WORK TO COMPLETE:
Your reply must consist of the data below, reproduced character for character.

** Opening EXERCISE DATA block **

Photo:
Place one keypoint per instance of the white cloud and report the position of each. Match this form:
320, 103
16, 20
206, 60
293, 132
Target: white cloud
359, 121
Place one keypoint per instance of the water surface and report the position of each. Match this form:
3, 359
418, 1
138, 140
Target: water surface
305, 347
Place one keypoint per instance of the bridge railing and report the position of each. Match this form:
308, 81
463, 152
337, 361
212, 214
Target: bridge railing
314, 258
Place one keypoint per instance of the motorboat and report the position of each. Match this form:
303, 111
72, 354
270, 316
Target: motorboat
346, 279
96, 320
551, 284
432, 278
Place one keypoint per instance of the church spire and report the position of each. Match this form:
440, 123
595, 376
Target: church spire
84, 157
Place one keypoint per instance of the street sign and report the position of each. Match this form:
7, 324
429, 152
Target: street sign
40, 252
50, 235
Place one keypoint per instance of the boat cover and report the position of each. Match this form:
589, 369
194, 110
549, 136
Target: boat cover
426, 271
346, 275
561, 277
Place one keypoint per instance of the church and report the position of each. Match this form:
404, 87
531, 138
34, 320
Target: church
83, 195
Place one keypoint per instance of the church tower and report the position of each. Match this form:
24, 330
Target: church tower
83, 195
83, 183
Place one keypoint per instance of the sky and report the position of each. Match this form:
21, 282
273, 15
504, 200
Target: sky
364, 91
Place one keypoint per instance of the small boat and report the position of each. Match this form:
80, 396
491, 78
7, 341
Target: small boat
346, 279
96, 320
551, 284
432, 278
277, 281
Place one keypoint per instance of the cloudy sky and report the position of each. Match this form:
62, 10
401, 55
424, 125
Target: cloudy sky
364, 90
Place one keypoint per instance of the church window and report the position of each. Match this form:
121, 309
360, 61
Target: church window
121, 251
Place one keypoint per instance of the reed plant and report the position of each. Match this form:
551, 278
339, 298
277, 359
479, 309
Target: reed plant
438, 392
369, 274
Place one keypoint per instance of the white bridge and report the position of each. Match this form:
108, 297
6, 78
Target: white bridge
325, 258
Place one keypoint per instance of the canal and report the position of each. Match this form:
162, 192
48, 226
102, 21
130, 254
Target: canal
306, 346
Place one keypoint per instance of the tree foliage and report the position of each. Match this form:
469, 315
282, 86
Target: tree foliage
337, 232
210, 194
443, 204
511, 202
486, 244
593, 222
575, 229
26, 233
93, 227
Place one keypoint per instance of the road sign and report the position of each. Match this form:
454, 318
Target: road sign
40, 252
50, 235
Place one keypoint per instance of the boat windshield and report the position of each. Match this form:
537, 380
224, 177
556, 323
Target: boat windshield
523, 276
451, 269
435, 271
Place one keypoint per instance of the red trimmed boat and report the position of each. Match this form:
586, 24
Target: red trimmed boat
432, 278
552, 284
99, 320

** Closing EXERCISE DATA block **

SOLVED EXERCISE:
Photo:
Place one keypoint per instance of the white cloud and report the position of each. Match this form:
320, 103
16, 20
206, 60
293, 132
Target: white cloud
359, 121
Place one keypoint per instance of the water surface and report the position of each. Match this form:
3, 359
418, 1
138, 140
Target: water surface
305, 347
Place one keypoint per instance of the bridge railing and report the position of each. Match this form:
308, 81
463, 152
337, 361
212, 214
Target: bridge railing
314, 258
Place one keypoint per instance of the motorboat and report the position of each. Match this form:
303, 111
72, 354
270, 316
Target: motorboat
346, 279
96, 320
551, 284
432, 278
Place one keypoint per instance of the church spire and report the position of each. Match this form:
440, 123
595, 376
Target: church spire
84, 157
Place one keypoint per instance of the street sign and report the position of each. Match this form:
7, 324
429, 152
Target: street sign
40, 252
50, 235
Place one keypoint per instance of the boat cover and report the position of each. Match this form:
589, 369
194, 110
549, 136
Target: boat cover
426, 271
346, 275
561, 277
Place one keypoint per instance of the church and report the position of each. Match this form:
404, 87
531, 138
34, 320
Target: church
83, 195
Place one keypoint per instance of the church tower and report the position of each. Match this form:
24, 330
Target: church tower
83, 195
83, 183
Place one keypoint per instance of the sky and report the position of each. Match this form:
21, 282
273, 15
504, 200
Target: sky
364, 91
Place one keypoint per instance of the small boat and report the position of each. Match this form:
80, 396
491, 78
7, 341
Target: small boat
346, 279
96, 320
551, 284
432, 278
277, 281
Place one keypoint per instance of the cloudy sky and report the position of each. Match this form:
62, 10
401, 55
424, 125
Target: cloudy sky
364, 90
Place one keypoint per instance of the church window and report the position of each. Match this form:
121, 309
360, 61
Target: church window
121, 251
Place one keypoint per instance of the reed plant and report the position of each. Match this form:
551, 278
339, 298
277, 359
479, 309
Target: reed plant
438, 392
369, 274
Place one keypoint per instance of the white bridge and report the position of each. Match this form:
108, 297
6, 78
Target: white bridge
325, 258
Place one keypoint per instance of the canal and report the position of each. Match this form:
162, 192
48, 226
102, 21
130, 254
Target: canal
306, 346
Place one keypoint per instance of the tree foliage and report the position of each. Match this form:
469, 315
282, 86
Target: tree foliage
337, 232
210, 194
443, 204
511, 202
486, 244
593, 222
575, 229
26, 233
93, 227
Place one keypoint per instance of the road sign and report the position of each. Match this form:
454, 318
Target: road sign
40, 252
50, 235
Place one keypoint per instance of the boat windshield and report the position of each. Match this form:
537, 380
224, 177
556, 323
Target: boat windshield
523, 276
451, 269
435, 271
Place one keypoint per instance of the red trimmed boat and report the position of each. Match this form:
586, 24
Target: red trimmed boat
432, 278
552, 284
99, 320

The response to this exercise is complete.